● PROBLEM: Rewrite every line of the entries below as a Markdown table with the columns Row and Entry Text, numbering the lines in order and skipping blank ones. Leave the pictures out.

● LISTED ENTRIES:
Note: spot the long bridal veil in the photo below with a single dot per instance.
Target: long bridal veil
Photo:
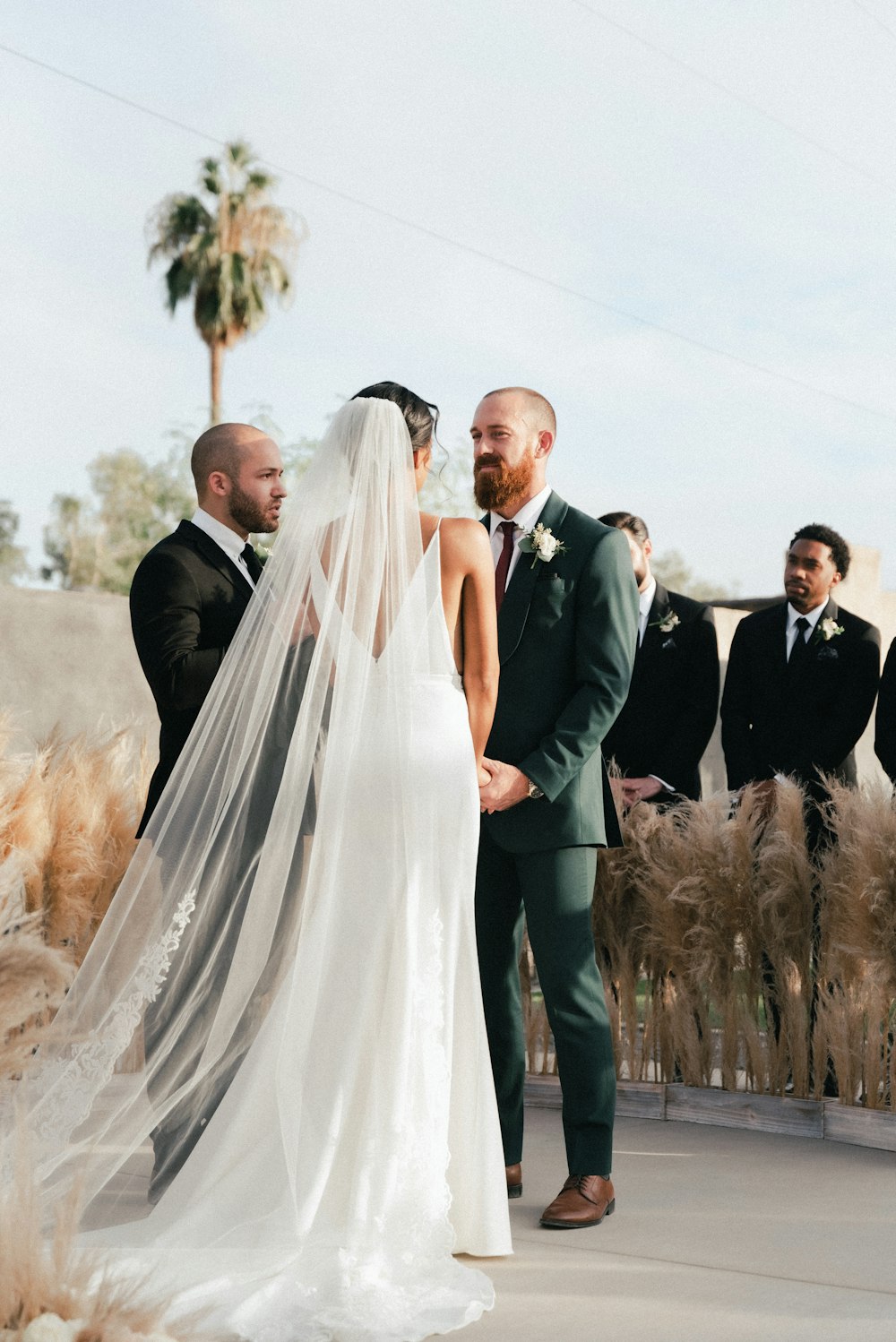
(282, 997)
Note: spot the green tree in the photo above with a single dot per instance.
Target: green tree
(13, 557)
(229, 248)
(675, 573)
(450, 485)
(101, 541)
(70, 544)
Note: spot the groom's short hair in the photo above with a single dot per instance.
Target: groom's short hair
(220, 449)
(538, 404)
(629, 522)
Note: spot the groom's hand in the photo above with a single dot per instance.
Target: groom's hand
(506, 787)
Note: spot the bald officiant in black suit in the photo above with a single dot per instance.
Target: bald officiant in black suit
(186, 600)
(191, 590)
(666, 724)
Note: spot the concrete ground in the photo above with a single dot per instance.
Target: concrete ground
(718, 1236)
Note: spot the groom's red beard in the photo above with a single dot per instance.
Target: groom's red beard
(496, 489)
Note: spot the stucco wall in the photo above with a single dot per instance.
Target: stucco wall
(67, 659)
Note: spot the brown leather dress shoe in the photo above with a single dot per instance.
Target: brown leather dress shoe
(514, 1180)
(583, 1200)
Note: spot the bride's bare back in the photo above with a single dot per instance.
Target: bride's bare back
(469, 600)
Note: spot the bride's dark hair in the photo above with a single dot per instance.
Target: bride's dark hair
(420, 417)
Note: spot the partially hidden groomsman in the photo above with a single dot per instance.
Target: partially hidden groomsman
(802, 676)
(186, 600)
(566, 633)
(798, 693)
(191, 590)
(664, 727)
(885, 716)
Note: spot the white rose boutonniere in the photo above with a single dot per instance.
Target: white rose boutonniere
(542, 542)
(667, 622)
(829, 630)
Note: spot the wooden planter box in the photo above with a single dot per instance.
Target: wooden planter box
(823, 1120)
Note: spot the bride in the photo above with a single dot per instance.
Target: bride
(285, 994)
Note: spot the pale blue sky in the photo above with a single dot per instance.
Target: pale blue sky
(725, 169)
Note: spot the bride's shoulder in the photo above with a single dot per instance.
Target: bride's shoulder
(464, 539)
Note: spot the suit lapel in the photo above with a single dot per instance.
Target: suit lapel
(812, 658)
(196, 537)
(653, 636)
(514, 611)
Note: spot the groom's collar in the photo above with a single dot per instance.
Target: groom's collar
(528, 515)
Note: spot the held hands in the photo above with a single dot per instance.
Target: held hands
(640, 789)
(502, 787)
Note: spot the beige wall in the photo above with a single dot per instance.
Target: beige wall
(67, 658)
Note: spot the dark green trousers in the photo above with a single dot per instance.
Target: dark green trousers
(553, 892)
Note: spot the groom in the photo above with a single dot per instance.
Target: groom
(566, 632)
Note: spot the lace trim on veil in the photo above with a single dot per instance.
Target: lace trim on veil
(73, 1083)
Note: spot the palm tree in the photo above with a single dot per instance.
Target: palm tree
(229, 248)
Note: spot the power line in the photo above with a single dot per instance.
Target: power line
(738, 97)
(521, 271)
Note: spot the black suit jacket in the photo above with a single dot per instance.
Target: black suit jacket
(668, 717)
(186, 601)
(885, 718)
(779, 721)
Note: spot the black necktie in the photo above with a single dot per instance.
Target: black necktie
(799, 649)
(253, 563)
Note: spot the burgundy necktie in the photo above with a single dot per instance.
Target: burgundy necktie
(504, 561)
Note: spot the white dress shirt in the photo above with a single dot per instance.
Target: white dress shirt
(645, 601)
(224, 538)
(523, 520)
(813, 616)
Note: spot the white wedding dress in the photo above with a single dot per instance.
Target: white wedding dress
(357, 1148)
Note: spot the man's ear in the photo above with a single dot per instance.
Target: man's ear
(219, 484)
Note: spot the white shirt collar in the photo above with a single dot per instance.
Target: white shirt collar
(223, 536)
(813, 616)
(528, 515)
(645, 598)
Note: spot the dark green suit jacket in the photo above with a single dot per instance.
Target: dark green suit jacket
(566, 638)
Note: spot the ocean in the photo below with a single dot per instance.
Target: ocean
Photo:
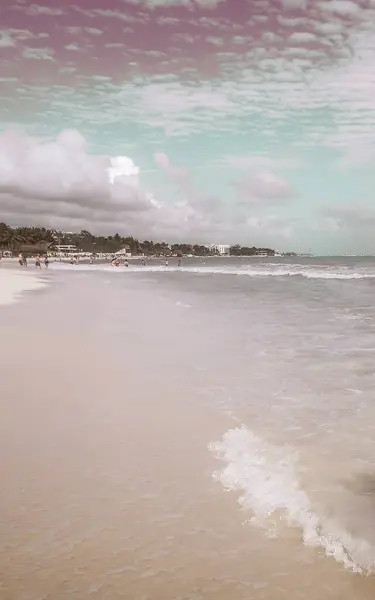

● TASK RESPONSE:
| Row | Entry Text |
|---|---|
| 1 | Note: spot the long bridal veil in the photo below with a single dot per instance. |
| 2 | Target: long bridal veil |
| 3 | Photo: |
| 4 | (282, 997) |
| 5 | Note: spot the green tree in the photo above with a single dot per instance. |
| 6 | Target: green tree |
| 7 | (13, 557) |
| 8 | (229, 248) |
| 9 | (675, 573) |
| 10 | (450, 485) |
| 11 | (101, 541) |
| 12 | (70, 544) |
| 13 | Note: spot the groom's short hair in the photo above with a single dot per instance. |
| 14 | Target: groom's short hair |
| 15 | (220, 449) |
| 16 | (538, 404) |
| 17 | (629, 522) |
| 18 | Note: spot the groom's hand in the photo above with a single dot per instance. |
| 19 | Target: groom's hand |
| 20 | (506, 787) |
| 21 | Note: spot the bald officiant in black suit in the photo above with a single dot per instance. |
| 22 | Target: bald officiant in black suit |
| 23 | (186, 600) |
| 24 | (191, 590) |
| 25 | (666, 724) |
| 26 | Note: spot the concrete ground in the photo above with a single dot per instance. |
| 27 | Target: concrete ground |
| 28 | (718, 1236) |
| 29 | Note: spot the groom's red beard in the photo above with a single dot per instance. |
| 30 | Target: groom's red beard |
| 31 | (496, 489) |
| 32 | Note: spot the stucco wall in the photo above with a single dot per instance. |
| 33 | Target: stucco wall |
| 34 | (67, 659) |
| 35 | Note: spot the brown leather dress shoe in the photo above with a single dot per instance. |
| 36 | Target: brown leather dress shoe |
| 37 | (514, 1180) |
| 38 | (583, 1200) |
| 39 | Note: spot the bride's bare back in the photo above with a single dot per instance. |
| 40 | Target: bride's bare back |
| 41 | (469, 600) |
| 42 | Note: spot the bride's dark hair in the photo above with a single dot per instance. |
| 43 | Target: bride's dark hair |
| 44 | (420, 417) |
| 45 | Note: spot the partially hidden groomsman in the photo above with a single dot per instance. |
| 46 | Target: partially hidden groomsman |
| 47 | (802, 676) |
| 48 | (186, 600) |
| 49 | (566, 633) |
| 50 | (798, 693) |
| 51 | (191, 590) |
| 52 | (664, 727) |
| 53 | (885, 716) |
| 54 | Note: spot the white rose boutonniere in the photo above with a single dot per instance. |
| 55 | Target: white rose boutonniere |
| 56 | (542, 542) |
| 57 | (667, 622) |
| 58 | (829, 630) |
| 59 | Note: spot the wooden planter box in the photo above with a single dot per instance. |
| 60 | Target: wooden planter box |
| 61 | (823, 1120) |
| 62 | Note: spot the bride in the photo above with a single dot per instance. |
| 63 | Target: bride |
| 64 | (285, 994) |
| 65 | Note: spot the pale blue sky in the photo above with a single dot per instance. |
| 66 | Target: pale blue sky |
| 67 | (725, 169) |
| 68 | Note: spot the bride's shoulder in the photo above with a single dot per instance. |
| 69 | Target: bride's shoulder |
| 70 | (464, 539) |
| 71 | Note: spot the suit lapel in the photo above with a single dot per instance. |
| 72 | Target: suit lapel |
| 73 | (812, 658) |
| 74 | (196, 537) |
| 75 | (653, 636) |
| 76 | (514, 611) |
| 77 | Note: spot the groom's collar in the photo above with a single dot per instance. |
| 78 | Target: groom's collar |
| 79 | (528, 515) |
| 80 | Note: spot the held hands in the photo above with a single dot per instance. |
| 81 | Target: held hands |
| 82 | (640, 789) |
| 83 | (502, 787) |
| 84 | Note: spot the beige wall in the photo above with a single dot per instance. |
| 85 | Target: beige wall |
| 86 | (67, 658) |
| 87 | Note: spot the dark green trousers in the photo above with a single dot per instance. |
| 88 | Target: dark green trousers |
| 89 | (553, 892) |
| 90 | Note: spot the groom in the photo above with a single dot per instance. |
| 91 | Target: groom |
| 92 | (566, 632) |
| 93 | Note: spot the lace trim on veil in the photo above with a single dot per instance. |
| 94 | Target: lace trim on veil |
| 95 | (73, 1083) |
| 96 | Note: spot the palm tree in the photo above with a single dot per instance. |
| 97 | Target: palm tree |
| 98 | (229, 248) |
| 99 | Note: spot the power line in the photo above with a single dot per instance. |
| 100 | Target: power line |
| 101 | (738, 97) |
| 102 | (521, 271) |
| 103 | Note: spot the black suit jacket in the photo above with a single dot per instance. |
| 104 | Target: black suit jacket |
| 105 | (668, 717) |
| 106 | (186, 601) |
| 107 | (885, 718) |
| 108 | (779, 721) |
| 109 | Note: spot the black necktie in the photo above with a single dot per instance. |
| 110 | Target: black necktie |
| 111 | (799, 649) |
| 112 | (253, 563) |
| 113 | Note: spot the burgundy necktie in the photo above with a single dot per instance. |
| 114 | Target: burgundy necktie |
| 115 | (504, 561) |
| 116 | Note: spot the white dress shirt in the photo above with a single dot per instance. |
| 117 | Target: white dress shirt |
| 118 | (645, 601) |
| 119 | (224, 538) |
| 120 | (523, 520) |
| 121 | (813, 616) |
| 122 | Note: spot the white wedding dress in the photo above with a single dot per instance. |
| 123 | Target: white wedding dress |
| 124 | (357, 1148) |
| 125 | Note: spot the man's ear in the photo above with a single dot per instance. |
| 126 | Target: man's ear |
| 127 | (219, 484) |
| 128 | Note: spot the white shirt collar in the photo above with a single dot per instance. |
| 129 | Target: white shirt collar |
| 130 | (223, 536) |
| 131 | (813, 616) |
| 132 | (528, 515) |
| 133 | (645, 598) |
| 134 | Note: spot the dark green suit jacket in the photo above with a single dot per instance. |
| 135 | Target: dark green suit jacket |
| 136 | (566, 638) |
| 137 | Note: spot the ocean in the photo below with a single dot per instance. |
| 138 | Target: ocean |
| 139 | Photo: |